Records for this exercise:
+--

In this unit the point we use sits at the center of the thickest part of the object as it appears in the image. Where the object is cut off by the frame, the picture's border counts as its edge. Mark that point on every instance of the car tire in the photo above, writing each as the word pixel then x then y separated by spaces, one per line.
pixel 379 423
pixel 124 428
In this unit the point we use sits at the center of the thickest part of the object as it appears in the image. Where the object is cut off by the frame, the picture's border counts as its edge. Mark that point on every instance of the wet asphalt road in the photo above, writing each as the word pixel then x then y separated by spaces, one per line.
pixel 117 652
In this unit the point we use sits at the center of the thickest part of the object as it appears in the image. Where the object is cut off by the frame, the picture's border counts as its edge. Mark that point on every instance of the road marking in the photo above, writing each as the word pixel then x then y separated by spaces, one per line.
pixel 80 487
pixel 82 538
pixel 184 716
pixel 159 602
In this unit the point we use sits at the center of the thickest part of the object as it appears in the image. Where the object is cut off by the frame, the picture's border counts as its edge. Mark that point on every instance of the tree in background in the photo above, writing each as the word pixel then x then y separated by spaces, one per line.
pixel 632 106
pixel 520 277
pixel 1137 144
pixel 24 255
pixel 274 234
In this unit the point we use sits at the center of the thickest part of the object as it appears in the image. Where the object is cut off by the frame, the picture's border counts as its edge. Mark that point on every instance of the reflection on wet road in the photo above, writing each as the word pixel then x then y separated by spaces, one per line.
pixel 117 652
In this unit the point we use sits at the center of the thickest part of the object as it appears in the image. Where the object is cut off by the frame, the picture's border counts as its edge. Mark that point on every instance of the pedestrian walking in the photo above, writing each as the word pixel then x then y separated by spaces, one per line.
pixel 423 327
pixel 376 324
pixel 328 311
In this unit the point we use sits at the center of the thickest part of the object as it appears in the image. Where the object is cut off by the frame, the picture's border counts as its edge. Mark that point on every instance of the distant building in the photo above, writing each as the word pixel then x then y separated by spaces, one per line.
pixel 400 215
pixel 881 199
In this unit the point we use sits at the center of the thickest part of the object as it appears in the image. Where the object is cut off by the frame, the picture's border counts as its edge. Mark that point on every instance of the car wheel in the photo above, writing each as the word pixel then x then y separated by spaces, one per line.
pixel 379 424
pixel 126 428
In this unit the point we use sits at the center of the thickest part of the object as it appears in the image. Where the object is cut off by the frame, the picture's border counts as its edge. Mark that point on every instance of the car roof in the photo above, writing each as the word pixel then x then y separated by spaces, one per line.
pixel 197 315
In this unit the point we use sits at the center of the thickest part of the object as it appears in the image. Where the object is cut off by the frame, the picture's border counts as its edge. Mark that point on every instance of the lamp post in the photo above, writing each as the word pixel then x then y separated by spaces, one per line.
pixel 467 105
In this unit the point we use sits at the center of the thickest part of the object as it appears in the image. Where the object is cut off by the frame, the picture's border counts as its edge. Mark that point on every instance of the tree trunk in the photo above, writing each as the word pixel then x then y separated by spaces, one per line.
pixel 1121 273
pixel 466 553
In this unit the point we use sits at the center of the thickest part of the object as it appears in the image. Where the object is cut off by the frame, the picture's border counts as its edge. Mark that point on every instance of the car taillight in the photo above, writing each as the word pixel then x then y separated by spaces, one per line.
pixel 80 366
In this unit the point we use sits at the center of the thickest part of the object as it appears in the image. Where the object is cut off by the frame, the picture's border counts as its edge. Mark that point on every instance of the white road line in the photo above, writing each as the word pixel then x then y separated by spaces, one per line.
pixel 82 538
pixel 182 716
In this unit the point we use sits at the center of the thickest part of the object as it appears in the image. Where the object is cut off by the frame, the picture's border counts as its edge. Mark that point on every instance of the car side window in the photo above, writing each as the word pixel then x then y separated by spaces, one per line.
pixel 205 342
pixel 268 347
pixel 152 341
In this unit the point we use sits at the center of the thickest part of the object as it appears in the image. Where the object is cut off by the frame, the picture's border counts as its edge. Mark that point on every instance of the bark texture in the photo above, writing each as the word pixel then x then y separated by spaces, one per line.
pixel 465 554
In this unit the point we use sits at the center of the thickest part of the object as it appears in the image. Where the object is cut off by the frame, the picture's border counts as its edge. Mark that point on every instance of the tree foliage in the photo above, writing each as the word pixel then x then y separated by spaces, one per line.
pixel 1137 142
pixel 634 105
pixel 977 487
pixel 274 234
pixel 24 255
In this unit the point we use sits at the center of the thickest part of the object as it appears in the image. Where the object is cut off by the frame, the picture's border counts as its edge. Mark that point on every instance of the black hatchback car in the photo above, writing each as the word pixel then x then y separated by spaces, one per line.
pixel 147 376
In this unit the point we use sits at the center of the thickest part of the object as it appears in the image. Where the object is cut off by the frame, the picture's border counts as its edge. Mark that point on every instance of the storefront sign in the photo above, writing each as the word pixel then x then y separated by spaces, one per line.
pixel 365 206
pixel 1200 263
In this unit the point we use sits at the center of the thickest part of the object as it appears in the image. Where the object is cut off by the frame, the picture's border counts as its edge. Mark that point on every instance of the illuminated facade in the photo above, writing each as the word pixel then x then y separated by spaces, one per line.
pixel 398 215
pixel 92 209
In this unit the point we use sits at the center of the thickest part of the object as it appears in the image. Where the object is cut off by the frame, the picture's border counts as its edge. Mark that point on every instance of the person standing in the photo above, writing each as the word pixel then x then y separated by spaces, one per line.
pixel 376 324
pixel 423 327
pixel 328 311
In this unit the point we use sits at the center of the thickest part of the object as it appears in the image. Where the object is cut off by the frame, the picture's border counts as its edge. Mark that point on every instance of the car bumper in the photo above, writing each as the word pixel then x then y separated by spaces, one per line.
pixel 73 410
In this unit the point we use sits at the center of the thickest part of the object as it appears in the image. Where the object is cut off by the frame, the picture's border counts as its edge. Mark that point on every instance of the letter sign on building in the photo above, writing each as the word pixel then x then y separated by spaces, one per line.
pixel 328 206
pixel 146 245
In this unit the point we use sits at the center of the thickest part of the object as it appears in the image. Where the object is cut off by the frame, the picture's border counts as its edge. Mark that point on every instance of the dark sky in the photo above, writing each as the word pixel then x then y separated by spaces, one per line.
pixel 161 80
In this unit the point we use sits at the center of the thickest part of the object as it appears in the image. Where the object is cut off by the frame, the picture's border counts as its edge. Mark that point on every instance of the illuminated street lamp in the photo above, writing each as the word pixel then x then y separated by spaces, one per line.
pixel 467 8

+--

Stated task: Retype the listing exactly, in full.

Full answer:
In this unit the point we use sits at the center of the thickest part of the object as it appears in the image. Where the object is cut off by the frame, the picture's border counts as its edge. Mark that point on every instance of the car tire in the photo above, writing each as the word pixel then x then y separated by spaces, one per line.
pixel 379 423
pixel 124 428
In this unit the point we use sits at the center of the thickest part of the object as it appears in the image. Where the object is cut off by the frame, the picture's border counts as its edge. Mark that point on every instance of the wet asphalt road in the photo above, writing each as the word pixel then x then y separated by spaces, one per line.
pixel 117 652
In this unit the point we use sits at the center of the thickest part of the object as it appears in the image. Where the object is cut off by the frame, the picture's border counts as its edge. Mark that point on every instance of the road marking in the photo above, writing each as the word pixel then x then y separated by spaces, one per line.
pixel 80 487
pixel 82 538
pixel 184 716
pixel 159 602
In this unit the point we use sits at the center of the thickest part of the object as it appears in the image. Where the object is cut off by the frame, the picture's border counts as its edge. Mark that point on every instance of the tree in background in the photo above, writing each as the word pixel then x then y separated by spaces, one per line.
pixel 632 106
pixel 520 277
pixel 1137 144
pixel 24 255
pixel 274 234
In this unit the point we use sits at the center of the thickest part of the object as it appears in the image. Where the object is cut off by the frame, the picture's border counts as its edge. Mark that point on every instance of the reflection on wet road in the photo above, writing each as the word pixel then x then y separated by spaces, one per line.
pixel 117 652
In this unit the point we use sits at the center of the thickest part of the object as it appears in the image. Where the object is cut off by the frame, the picture's border counts as its edge. Mark that point on every instance of the pedestrian walking in the photo above, writing each as the word pixel then x then y separated by spaces, one per line.
pixel 423 327
pixel 376 324
pixel 328 311
In this unit the point we use sits at the center of the thickest part of the object as it appears in the image. Where the object is cut off by the frame, the picture's border counts as its edge. Mark that point on every instance of the distant building in the photo above, writing each as the word pixel then x then y separated by spaces, one per line.
pixel 400 215
pixel 881 199
In this unit the point we use sits at the center of the thickest part of the object as it appears in the image. Where the object is cut off by the frame, the picture's border counts as its edge. Mark that point on every instance of the car wheel in the photo above, writing each as the word pixel then x then y separated by spaces, one per line.
pixel 379 424
pixel 126 428
In this unit the point we use sits at the center of the thickest part of the object as it appears in the image. Where the object is cut off by the frame, the picture's border counts as its edge. Mark that point on every instance of the car roof in the photo above, writing each as the word pixel then x then y separated by spaces, one per line.
pixel 197 315
In this unit the point we use sits at the center of the thickest part of the object as it appears in the image. Where the object is cut off by the frame, the picture's border counts as its edge. Mark that point on every instance of the lamp post in the photo above, writing each as the word pixel then x then y separated by spaces, one per line.
pixel 467 105
In this unit the point we use sits at the center of the thickest part of the object as it appears in the image. Where the object is cut off by the frame, the picture's border counts as its edge. Mark that point on every instance of the tree trunk in the photo above, writing each as the word pixel then x then y separated by spaces, one per line.
pixel 1121 273
pixel 466 553
In this unit the point we use sits at the center of the thickest part of the object as it appears in the image. Where the object is cut off by the frame, the picture's border counts as its edge. Mark that point on every instance of the car taillight in the photo above, writing each as the word pixel then x then y separated by spaces, one per line.
pixel 80 366
In this unit the point we use sits at the center of the thickest part of the object as it appears in the image. Where the object is cut off by the frame, the picture's border counts as its edge. Mark that point on every instance of the white road line in the photo above, writing each as the word pixel then x then y separated by spaces, one per line.
pixel 82 538
pixel 182 716
In this unit the point we use sits at the center of the thickest part of the object as it appears in the image. Where the object is cut off by the frame, the picture's border counts as its edge. Mark that point on every instance of the car side window in the photo above, writing each as the word pixel then x then y separated by spaces, one per line.
pixel 205 342
pixel 268 347
pixel 152 341
In this unit the point we use sits at the center of the thickest part of the object as it appears in the image. Where the object is cut off by the frame, the picture's border counts as its edge. Mark that point on every instance of the bark texture in the photo above, writing each as the word pixel then x then y separated by spaces, one per line.
pixel 465 554
In this unit the point we use sits at the center of the thickest part of the object as it appears in the image. Where the object is cut off by the frame, the picture's border counts as its edge. Mark that point on every instance of the tree foliage in the photo above, writing each as the word pixel then x then y separated by spaces, one per line.
pixel 1137 142
pixel 634 105
pixel 977 487
pixel 274 234
pixel 24 255
In this unit the point we use sits at the center of the thickest part of the object as it appears in the image. Where the object is cut off by the frame, the picture's border counts as its edge. Mark that point on every instance of the black hatchback car in the photo above, writing each as the word pixel then x then y separated by spaces, one per line.
pixel 147 376
In this unit the point we use sits at the center of the thickest part of the object as it appears in the image. Where the object is cut off by the frame, the picture's border counts as its edge. Mark that point on every instance of the storefront sign in the photo above, writing each as the word pixel then x then y separated by spaces, one per line.
pixel 365 206
pixel 1200 263
In this unit the point we use sits at the center of the thickest part of the object as it appears in the image. Where the object is cut off by the frame, the picture's border counts as its edge. Mark that point on every instance of the illuminated facade in the photo above, writing each as the word pixel then x then y separated by spaces, one per line.
pixel 398 215
pixel 92 209
In this unit the point we use sits at the center of the thickest part of the object as it appears in the image. Where the object is cut off by the frame, the picture's border counts as its edge. Mark that point on every instance of the person standing in the photo above, writing each as the word pixel then x then y separated by spaces, one per line.
pixel 376 324
pixel 423 327
pixel 328 311
In this unit the point we use sits at the center of the thickest part of the object as it appears in the image. Where the object is cut off by the frame, the picture's border counts as its edge. Mark that point on every instance of the car bumper in the photo above, writing each as the word pixel then x then y separated by spaces, one per line.
pixel 73 410
In this unit the point we use sits at the center of the thickest part of the object as it appears in the image. Where the object is cut off by the frame, the picture's border counts as its edge. Mark that point on every instance of the letter sign on building in the photo above, writing each as the word pixel then x then y separated by spaces, one per line.
pixel 328 206
pixel 146 245
In this unit the point we use sits at the center of the thickest part of the object as it appears in the image. Where the object is cut off by the frame, the picture's border counts as its edge. Mark that point on every instance of the dark sky in the photo above, writing each as the word pixel then x then y separated by spaces, one per line.
pixel 161 80
In this unit the point we use sits at the center of the thickest part of the object as it appears in the image. Where the object is cut off by the frame, the picture's border counts as its edge. Mark that point on every instance of the illuminated street lamp in the photo above, writing each as the word pixel then x then y separated by spaces, one per line.
pixel 467 8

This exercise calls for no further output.